Exercise prompt
In the items below, reproduce every line, requests included, from the line with "Search the above image for: woman's dark hair" up to and including the line with "xmin=0 ymin=227 xmax=1200 ymax=599", shifting each bounding box coordinate in the answers up by 82. The coordinates in the format lines stay unchanged.

-- start of Supplied information --

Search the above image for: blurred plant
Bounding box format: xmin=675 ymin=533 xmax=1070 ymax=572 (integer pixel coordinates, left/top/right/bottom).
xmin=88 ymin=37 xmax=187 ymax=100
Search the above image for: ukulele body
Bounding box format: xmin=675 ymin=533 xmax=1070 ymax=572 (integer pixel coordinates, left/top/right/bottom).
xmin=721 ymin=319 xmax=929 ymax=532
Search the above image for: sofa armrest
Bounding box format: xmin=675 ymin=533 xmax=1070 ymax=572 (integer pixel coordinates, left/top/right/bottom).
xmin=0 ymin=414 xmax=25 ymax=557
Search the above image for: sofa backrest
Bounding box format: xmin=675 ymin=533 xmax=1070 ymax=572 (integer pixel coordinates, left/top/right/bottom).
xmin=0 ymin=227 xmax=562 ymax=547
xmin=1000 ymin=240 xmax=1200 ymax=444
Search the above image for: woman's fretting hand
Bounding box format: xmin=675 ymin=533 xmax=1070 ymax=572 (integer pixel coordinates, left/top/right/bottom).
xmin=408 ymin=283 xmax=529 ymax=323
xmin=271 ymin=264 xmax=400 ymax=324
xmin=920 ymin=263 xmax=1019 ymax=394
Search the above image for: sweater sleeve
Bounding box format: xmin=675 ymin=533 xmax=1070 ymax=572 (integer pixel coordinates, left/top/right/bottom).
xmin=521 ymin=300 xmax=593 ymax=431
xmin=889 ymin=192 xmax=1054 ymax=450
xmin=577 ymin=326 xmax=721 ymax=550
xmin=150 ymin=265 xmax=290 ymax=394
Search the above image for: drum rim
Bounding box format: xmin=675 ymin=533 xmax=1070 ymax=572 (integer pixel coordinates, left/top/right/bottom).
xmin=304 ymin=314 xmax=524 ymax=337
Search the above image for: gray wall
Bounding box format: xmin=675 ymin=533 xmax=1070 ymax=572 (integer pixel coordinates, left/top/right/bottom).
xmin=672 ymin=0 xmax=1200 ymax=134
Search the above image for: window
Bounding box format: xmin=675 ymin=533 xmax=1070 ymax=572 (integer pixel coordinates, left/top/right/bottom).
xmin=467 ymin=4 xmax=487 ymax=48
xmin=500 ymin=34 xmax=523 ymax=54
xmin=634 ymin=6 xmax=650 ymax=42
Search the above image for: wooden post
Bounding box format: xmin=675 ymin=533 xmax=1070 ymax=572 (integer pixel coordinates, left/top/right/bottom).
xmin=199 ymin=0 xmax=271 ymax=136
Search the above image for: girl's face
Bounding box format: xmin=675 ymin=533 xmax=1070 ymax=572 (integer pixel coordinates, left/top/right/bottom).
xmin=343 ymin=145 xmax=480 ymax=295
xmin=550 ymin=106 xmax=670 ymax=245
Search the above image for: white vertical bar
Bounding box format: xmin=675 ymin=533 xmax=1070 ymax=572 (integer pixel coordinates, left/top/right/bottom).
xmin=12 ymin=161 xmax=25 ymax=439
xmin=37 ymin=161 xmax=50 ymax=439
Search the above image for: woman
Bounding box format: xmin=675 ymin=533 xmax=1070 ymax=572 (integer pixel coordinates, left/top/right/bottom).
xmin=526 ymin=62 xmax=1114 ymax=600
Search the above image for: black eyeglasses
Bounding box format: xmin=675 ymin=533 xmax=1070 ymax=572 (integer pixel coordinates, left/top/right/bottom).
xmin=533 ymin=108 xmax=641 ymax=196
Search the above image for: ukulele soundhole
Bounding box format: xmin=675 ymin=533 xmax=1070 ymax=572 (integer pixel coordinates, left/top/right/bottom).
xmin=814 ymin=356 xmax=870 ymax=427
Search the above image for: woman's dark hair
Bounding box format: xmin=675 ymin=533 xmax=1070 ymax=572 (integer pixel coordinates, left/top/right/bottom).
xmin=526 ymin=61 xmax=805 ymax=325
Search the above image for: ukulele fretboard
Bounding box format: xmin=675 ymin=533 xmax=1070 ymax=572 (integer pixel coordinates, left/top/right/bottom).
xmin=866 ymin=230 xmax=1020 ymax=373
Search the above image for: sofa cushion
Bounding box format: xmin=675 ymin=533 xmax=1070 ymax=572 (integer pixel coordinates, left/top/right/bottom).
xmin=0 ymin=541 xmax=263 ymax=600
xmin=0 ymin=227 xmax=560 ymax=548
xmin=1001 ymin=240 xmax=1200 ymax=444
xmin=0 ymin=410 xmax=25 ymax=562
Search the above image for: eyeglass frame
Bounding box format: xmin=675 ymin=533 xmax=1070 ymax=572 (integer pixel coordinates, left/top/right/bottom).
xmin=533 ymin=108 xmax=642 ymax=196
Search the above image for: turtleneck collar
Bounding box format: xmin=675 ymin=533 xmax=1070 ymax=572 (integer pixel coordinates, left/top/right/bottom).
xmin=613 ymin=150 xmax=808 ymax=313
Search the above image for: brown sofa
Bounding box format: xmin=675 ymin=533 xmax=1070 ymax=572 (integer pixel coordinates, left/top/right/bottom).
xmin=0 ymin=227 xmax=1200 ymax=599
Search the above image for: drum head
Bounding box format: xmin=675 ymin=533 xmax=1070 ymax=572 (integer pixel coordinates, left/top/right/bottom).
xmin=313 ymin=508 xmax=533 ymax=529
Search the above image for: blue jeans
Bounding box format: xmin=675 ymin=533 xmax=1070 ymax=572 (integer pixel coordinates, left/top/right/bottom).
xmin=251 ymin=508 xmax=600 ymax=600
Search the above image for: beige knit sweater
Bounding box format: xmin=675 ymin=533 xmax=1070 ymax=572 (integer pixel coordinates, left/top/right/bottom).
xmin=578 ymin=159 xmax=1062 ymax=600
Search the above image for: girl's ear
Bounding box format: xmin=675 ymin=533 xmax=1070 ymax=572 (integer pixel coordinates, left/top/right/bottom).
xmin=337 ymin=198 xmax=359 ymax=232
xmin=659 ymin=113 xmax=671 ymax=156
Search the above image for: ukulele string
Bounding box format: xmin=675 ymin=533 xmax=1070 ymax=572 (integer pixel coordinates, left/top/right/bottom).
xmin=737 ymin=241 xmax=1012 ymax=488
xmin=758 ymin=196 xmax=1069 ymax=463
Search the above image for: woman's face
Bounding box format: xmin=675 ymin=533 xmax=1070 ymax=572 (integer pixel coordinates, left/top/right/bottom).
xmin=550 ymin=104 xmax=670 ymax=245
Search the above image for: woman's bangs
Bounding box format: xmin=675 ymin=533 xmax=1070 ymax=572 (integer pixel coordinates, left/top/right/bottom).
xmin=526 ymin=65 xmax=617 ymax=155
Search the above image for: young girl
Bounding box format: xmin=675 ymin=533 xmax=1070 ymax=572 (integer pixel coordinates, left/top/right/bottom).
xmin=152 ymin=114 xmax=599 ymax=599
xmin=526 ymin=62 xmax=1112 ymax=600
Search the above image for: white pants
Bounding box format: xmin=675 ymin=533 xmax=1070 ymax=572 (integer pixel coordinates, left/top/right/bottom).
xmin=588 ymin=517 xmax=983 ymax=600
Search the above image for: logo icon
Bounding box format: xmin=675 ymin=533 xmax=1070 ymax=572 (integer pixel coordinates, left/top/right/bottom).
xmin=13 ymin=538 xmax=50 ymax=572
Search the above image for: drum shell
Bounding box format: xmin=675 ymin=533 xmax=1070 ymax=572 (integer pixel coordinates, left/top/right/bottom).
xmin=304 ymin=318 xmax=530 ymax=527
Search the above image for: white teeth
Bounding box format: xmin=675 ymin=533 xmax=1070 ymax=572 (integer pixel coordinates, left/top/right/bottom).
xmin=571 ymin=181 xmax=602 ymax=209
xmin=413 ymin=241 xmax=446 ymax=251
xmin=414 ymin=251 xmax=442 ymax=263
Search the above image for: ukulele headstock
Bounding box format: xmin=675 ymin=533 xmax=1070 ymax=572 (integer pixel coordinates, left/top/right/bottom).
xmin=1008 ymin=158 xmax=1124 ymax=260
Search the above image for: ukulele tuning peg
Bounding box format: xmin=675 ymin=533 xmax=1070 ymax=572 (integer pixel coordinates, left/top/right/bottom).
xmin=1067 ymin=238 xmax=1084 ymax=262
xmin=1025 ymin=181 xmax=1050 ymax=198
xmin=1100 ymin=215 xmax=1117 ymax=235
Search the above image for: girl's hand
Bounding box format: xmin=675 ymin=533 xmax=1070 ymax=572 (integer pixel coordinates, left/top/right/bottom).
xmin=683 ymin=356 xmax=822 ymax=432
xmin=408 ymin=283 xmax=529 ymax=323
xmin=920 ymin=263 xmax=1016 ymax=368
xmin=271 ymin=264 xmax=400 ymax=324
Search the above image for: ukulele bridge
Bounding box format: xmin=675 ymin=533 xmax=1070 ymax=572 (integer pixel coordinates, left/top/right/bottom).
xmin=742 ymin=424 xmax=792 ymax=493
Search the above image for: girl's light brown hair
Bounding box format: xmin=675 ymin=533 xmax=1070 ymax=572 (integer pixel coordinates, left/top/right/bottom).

-- end of Supplied information --

Solution for this task
Search the above image for: woman's dark hair
Bounding box format: xmin=675 ymin=533 xmax=1070 ymax=572 (integer pixel coordinates, left/top/right/bottom).
xmin=608 ymin=143 xmax=887 ymax=407
Search the above image for: ukulele fretboard
Bounding box format: xmin=675 ymin=533 xmax=1070 ymax=572 (integer pixel coordinates, left/top/right/bottom).
xmin=948 ymin=312 xmax=1102 ymax=455
Search the above image for: sofa cushion
Bounding box format: xmin=675 ymin=533 xmax=1070 ymax=572 (integer pixel coordinates, left/top/right/bottom).
xmin=82 ymin=623 xmax=345 ymax=682
xmin=82 ymin=309 xmax=642 ymax=630
xmin=1083 ymin=322 xmax=1282 ymax=526
xmin=82 ymin=492 xmax=107 ymax=644
Search the above image for: eyeglass frame
Bounding box format: xmin=675 ymin=533 xmax=1070 ymax=572 (integer pixel coordinates, left/top/right/bottom).
xmin=615 ymin=190 xmax=724 ymax=278
Search the above image for: turtleneck collar
Bounding box format: xmin=675 ymin=533 xmax=1070 ymax=572 (integer pixel coordinates, left/top/right/bottom).
xmin=695 ymin=232 xmax=890 ymax=395
Search the above image for: brown sofa
Bounding box format: xmin=675 ymin=533 xmax=1070 ymax=572 (integer pixel coordinates, left/top/right/bottom).
xmin=82 ymin=309 xmax=1282 ymax=681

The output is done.